[Collection entries]
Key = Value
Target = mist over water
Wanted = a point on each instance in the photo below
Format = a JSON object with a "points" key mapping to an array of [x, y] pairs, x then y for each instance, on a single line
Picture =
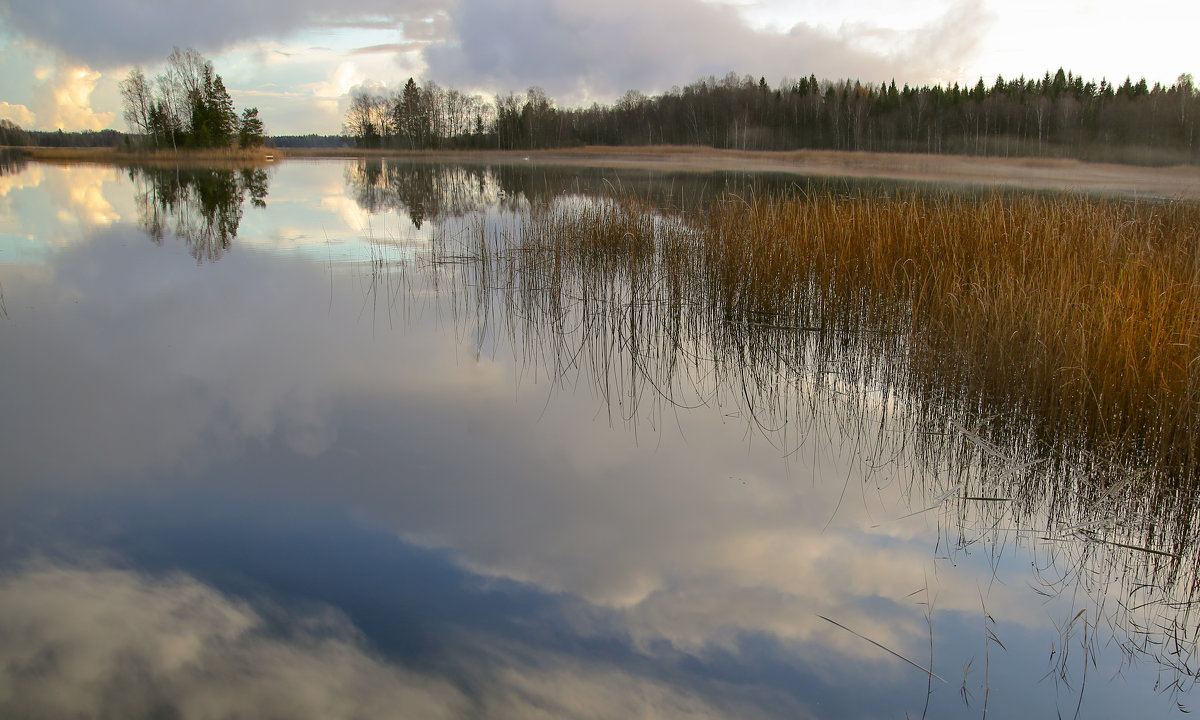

§ Your objective
Leave the pictures aside and give the records above back word for word.

§ Solution for this exercise
Key = Value
Target = mist over water
Wanted = a point on each instance in the photo below
Format = a JSON object with a "points" key mapping to an array of [x, y] pairs, x then y for each instance, on a single line
Picture =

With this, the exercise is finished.